Best Practices

This page contains a number of best-practice recommendations for using ALICE or SHARK.

Best Practices - Shared File System

Your I/O activity can have dramatic effects on the performance of you jobs and on other users.  The general statement here is to ask for advice on improving your I/O activity if you are uncertain.  The time spent can be saved many times over in faster job execution.

  • Be aware of I/O load. If your workflow creates a lot of I/O activity then creating dozens of jobs doing the same thing may be detrimental.

  • Avoid storing many files in a single directory. Hundreds of files is probably ok; tens of thousands is not.

  • Avoid opening and closing files repeatedly in tight loops.  If possible, open files once at the beginning of your workflow / program, then close them at the end.

  • Watch your quotas.  You are limited in capacity and file count. Use "uquota". In /home the scheduler writes files in a hidden directory assigned to you.

  • Avoid frequent snapshot files which can stress the storage.

  • Limit file copy sessions. You share the bandwidth with others.  Two or three scp sessions are probably ok; >10 is not.

  • Consolidate files. If you are transferring many small files consider collecting them in a tarball first.

**WHAT TO DO:**
a. Please print the part of the best-practices page that begins at the words "Best Practices - Shared" and stops after "thousands is not.".
b. According to the best-practices page, why should you limit file copy sessions?
The material isn't needed for anything here.

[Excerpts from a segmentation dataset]
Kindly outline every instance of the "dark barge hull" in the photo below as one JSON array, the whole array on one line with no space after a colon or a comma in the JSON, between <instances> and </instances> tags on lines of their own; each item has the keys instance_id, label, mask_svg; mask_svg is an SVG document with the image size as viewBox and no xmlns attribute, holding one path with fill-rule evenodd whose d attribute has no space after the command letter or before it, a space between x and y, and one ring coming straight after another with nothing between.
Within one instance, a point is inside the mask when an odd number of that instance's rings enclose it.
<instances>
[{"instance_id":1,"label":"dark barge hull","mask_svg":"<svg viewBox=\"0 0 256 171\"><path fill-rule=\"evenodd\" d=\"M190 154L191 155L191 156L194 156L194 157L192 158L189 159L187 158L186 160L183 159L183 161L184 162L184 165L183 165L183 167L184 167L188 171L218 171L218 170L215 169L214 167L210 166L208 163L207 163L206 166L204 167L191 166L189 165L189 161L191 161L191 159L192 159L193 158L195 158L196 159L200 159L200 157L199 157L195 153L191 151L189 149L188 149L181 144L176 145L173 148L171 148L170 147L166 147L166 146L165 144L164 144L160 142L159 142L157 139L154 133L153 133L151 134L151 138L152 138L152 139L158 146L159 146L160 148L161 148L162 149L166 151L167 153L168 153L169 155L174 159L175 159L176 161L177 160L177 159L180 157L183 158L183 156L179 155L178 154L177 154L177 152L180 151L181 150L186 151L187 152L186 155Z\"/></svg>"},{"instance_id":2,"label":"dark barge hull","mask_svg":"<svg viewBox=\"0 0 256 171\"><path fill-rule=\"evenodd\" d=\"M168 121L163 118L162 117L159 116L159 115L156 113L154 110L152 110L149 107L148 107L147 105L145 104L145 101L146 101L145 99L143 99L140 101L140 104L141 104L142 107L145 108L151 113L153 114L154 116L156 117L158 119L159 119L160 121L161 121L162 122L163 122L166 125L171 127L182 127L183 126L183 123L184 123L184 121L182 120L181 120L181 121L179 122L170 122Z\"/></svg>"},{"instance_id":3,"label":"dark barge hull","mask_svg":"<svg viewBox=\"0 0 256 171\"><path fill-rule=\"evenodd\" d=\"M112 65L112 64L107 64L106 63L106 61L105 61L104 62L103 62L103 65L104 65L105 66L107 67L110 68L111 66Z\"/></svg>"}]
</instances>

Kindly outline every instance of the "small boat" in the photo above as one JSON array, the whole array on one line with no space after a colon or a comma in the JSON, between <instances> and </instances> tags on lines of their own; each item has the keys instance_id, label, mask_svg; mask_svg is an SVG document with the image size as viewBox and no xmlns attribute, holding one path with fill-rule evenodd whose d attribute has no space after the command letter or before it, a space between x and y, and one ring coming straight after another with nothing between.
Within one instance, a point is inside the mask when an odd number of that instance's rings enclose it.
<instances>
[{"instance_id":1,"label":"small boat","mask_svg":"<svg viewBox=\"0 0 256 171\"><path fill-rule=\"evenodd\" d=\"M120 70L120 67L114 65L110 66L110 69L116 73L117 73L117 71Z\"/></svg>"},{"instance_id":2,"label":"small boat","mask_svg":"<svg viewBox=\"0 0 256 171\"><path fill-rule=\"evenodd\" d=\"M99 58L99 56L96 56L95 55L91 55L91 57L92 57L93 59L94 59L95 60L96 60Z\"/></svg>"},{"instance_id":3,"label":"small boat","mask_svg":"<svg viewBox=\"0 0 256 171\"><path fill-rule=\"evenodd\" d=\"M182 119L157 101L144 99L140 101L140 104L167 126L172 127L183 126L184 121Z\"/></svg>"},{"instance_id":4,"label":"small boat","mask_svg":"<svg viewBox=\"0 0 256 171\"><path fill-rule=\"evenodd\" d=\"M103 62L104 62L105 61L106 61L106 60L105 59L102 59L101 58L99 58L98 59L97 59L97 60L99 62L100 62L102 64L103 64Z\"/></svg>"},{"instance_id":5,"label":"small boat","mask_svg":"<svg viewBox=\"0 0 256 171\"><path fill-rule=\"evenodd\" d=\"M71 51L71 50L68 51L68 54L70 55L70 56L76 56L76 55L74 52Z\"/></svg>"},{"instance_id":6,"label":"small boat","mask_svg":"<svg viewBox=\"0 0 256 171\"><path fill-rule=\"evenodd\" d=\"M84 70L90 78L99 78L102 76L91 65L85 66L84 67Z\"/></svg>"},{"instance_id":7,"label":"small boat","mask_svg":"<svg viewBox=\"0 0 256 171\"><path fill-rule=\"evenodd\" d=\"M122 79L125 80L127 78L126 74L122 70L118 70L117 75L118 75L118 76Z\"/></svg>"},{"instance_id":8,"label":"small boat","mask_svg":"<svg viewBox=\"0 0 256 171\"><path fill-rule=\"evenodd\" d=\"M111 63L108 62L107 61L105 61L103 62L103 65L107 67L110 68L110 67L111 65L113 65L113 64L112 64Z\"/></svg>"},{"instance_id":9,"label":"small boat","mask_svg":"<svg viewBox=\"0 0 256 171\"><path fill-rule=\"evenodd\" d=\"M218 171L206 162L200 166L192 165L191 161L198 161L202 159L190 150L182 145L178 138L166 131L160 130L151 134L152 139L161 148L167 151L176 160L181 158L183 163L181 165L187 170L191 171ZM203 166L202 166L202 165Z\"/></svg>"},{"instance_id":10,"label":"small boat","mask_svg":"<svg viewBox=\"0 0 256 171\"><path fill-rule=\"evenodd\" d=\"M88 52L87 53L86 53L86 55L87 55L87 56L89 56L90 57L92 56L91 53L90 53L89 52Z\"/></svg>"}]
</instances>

**RESULTS BY TASK:**
a.
Best Practices - Shared File System

Your I/O activity can have dramatic effects on the performance of you jobs and on other users.  The general statement here is to ask for advice on improving your I/O activity if you are uncertain.  The time spent can be saved many times over in faster job execution.

  • Be aware of I/O load. If your workflow creates a lot of I/O activity then creating dozens of jobs doing the same thing may be detrimental.

  • Avoid storing many files in a single directory. Hundreds of files is probably ok; tens of thousands is not.

b. Because you share the bandwidth with other users. The page says two or three scp sessions are probably ok, but more than 10 are not.